▸ HOW TO COMPLETE THIS TASK:
The required result is a line count: how many lines in this data hold the word "marigold". Give only that.

START SOURCE DATA

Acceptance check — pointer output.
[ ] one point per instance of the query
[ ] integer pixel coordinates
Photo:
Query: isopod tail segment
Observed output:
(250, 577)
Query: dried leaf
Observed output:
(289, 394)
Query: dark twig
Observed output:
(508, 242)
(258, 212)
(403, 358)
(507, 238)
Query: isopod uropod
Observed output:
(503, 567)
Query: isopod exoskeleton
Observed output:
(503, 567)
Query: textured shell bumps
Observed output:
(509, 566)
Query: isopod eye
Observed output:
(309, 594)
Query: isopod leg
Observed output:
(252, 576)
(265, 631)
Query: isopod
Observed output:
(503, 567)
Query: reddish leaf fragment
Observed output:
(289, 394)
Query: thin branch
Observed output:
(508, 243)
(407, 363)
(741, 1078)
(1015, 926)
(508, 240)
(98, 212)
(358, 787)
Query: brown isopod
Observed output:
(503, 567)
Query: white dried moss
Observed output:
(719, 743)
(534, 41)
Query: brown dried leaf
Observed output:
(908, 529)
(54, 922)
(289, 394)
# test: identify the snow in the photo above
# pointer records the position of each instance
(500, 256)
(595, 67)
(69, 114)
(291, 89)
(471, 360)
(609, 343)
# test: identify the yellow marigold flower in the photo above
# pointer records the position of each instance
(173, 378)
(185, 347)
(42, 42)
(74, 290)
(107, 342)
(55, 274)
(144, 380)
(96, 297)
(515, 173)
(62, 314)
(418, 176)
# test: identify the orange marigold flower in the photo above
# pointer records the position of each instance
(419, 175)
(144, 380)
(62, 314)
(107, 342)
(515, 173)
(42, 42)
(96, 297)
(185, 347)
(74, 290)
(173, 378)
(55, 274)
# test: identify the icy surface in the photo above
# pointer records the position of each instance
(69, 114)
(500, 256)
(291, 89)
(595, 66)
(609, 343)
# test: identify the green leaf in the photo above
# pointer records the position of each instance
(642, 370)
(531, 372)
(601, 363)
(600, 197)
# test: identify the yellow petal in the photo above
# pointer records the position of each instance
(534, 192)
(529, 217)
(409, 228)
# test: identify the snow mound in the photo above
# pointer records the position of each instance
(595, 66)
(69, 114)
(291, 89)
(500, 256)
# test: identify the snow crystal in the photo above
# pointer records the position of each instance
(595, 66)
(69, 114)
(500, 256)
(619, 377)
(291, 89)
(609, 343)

END SOURCE DATA

▸ SOLUTION TO THIS TASK:
2